- _Stated exercise_: Rewrite the entries below, substituting "widest part" for every occurrence of "thickest part" and leaving everything else unchanged.

- _Data for this exercise_:
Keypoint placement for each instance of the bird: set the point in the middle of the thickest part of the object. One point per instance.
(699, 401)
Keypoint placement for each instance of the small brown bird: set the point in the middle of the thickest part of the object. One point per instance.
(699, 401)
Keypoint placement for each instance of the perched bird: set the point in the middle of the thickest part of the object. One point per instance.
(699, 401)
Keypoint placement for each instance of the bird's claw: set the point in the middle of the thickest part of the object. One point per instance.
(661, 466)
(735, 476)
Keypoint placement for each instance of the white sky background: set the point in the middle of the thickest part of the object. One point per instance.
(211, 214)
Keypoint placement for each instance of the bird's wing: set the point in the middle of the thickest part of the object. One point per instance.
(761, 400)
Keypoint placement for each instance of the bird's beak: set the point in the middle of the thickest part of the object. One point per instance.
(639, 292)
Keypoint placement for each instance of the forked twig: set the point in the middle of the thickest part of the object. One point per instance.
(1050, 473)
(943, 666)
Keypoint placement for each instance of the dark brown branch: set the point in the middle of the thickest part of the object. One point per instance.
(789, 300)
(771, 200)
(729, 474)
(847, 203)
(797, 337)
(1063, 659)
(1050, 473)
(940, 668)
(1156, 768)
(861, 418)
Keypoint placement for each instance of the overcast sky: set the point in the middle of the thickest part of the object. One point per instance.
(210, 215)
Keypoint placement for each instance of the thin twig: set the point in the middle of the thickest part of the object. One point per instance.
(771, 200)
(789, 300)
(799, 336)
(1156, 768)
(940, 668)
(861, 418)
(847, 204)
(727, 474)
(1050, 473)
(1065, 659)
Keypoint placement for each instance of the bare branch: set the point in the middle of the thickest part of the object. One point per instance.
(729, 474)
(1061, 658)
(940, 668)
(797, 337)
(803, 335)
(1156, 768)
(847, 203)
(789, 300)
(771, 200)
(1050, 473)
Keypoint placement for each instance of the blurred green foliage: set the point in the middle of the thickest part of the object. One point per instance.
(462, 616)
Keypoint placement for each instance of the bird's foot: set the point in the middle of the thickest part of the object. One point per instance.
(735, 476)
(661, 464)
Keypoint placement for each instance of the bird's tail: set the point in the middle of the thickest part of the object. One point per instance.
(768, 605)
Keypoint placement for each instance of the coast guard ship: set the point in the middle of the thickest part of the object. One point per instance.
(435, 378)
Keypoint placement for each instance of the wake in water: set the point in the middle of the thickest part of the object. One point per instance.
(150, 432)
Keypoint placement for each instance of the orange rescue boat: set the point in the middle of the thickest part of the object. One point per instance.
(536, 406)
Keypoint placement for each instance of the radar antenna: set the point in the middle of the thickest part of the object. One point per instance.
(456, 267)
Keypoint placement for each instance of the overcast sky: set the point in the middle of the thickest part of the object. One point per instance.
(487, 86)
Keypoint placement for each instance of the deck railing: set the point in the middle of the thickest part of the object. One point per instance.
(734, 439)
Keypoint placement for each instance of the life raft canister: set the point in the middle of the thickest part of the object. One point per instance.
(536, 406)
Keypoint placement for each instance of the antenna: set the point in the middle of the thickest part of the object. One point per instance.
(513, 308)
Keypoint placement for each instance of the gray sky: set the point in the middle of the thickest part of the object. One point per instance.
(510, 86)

- _Task response_:
Keypoint placement for each instance of the bird: set the point in the middle of the widest part of the object. One point per instance.
(699, 401)
Keypoint placement for each instance of the small brown bird: set the point in the middle of the widest part of the object. One point per instance.
(699, 401)
Keypoint placement for each instance of the perched bird: set the point in the middle of the widest part of the object. One point per instance.
(699, 401)
Keypoint placement for each instance of the bird's claw: set the point in the middle of the widest part of the object. One point per instance.
(661, 466)
(735, 476)
Keypoint placement for each instance of the white sky background: set the point in the middle of the widest part of the object. One point per instance.
(211, 214)
Keypoint placement for each instance of the bird's wing: set the point in the middle of the widest part of the object. One point per instance.
(761, 400)
Keypoint placement for each instance of the bird's beak: set the point in the middle of the widest part of the object. One point per instance.
(639, 292)
Keypoint placement for each instance of the forked twig: set the point in the middle of the widest part of the object. One point per instance.
(1050, 473)
(943, 666)
Keypoint placement for each instance of the dark brown branch: set the point in the middle of the widest part of the object. One point per instance.
(789, 300)
(771, 200)
(729, 474)
(847, 203)
(797, 337)
(1063, 659)
(1050, 473)
(940, 668)
(1156, 768)
(861, 418)
Keypoint placement for each instance of the overcast sky: set the point in the middle of the widest part of the object. One point per instance.
(210, 215)
Keypoint placement for each instance of the thin twig: set the point in the middle of the widest part of the object. One point per instance.
(771, 200)
(789, 300)
(799, 336)
(1156, 768)
(940, 668)
(861, 418)
(847, 204)
(727, 474)
(1050, 473)
(1065, 659)
Keypoint placement for each instance of the bare branch: set the point in the middle of the widest part of the object. One point per instance.
(729, 474)
(1061, 658)
(940, 668)
(797, 337)
(803, 335)
(1156, 768)
(847, 203)
(789, 300)
(771, 200)
(1050, 473)
Keypoint placement for each instance of the blurred green foliage: set the point in the middle of the widest part of the object. One point per instance.
(462, 616)
Keypoint placement for each instance of the bird's foot: set the point in the middle of the widest part of the object. One point per instance.
(735, 476)
(661, 464)
Keypoint placement for each instance of the bird's tail: set the point in the middle of the widest part of the object. One point per instance.
(768, 605)
Keypoint placement for each instance of the coast guard ship: set the point in the middle of the widest part of the object. One point per instance.
(435, 378)
Keypoint placement for each instance of the wake in water: set the point in the middle of the widest part of the object. One point per instance.
(150, 432)
Keypoint placement for each instance of the orange rescue boat: set the point in the middle of the widest part of the object. One point per instance.
(536, 406)
Keypoint placement for each instance of the radar antenna: set the point in the middle of the widest part of the object. One point per instance.
(456, 267)
Keypoint placement for each instance of the overcast sky: set the point in the middle of the widest part of the object. One point per instance.
(487, 86)
Keypoint placement for each instance of the deck railing: set the point in the middle of the widest part of the object. One point per instance.
(734, 439)
Keypoint placement for each instance of the life raft canister: set the point in the middle of the widest part of the object. One point per instance.
(536, 406)
Keypoint placement for each instance of the antenna: set the point in the middle of the widest part of the object. One point per instance.
(513, 308)
Keypoint placement for each instance of the gray sky: set the point in the middle of the widest part of the object. One point per instance.
(510, 86)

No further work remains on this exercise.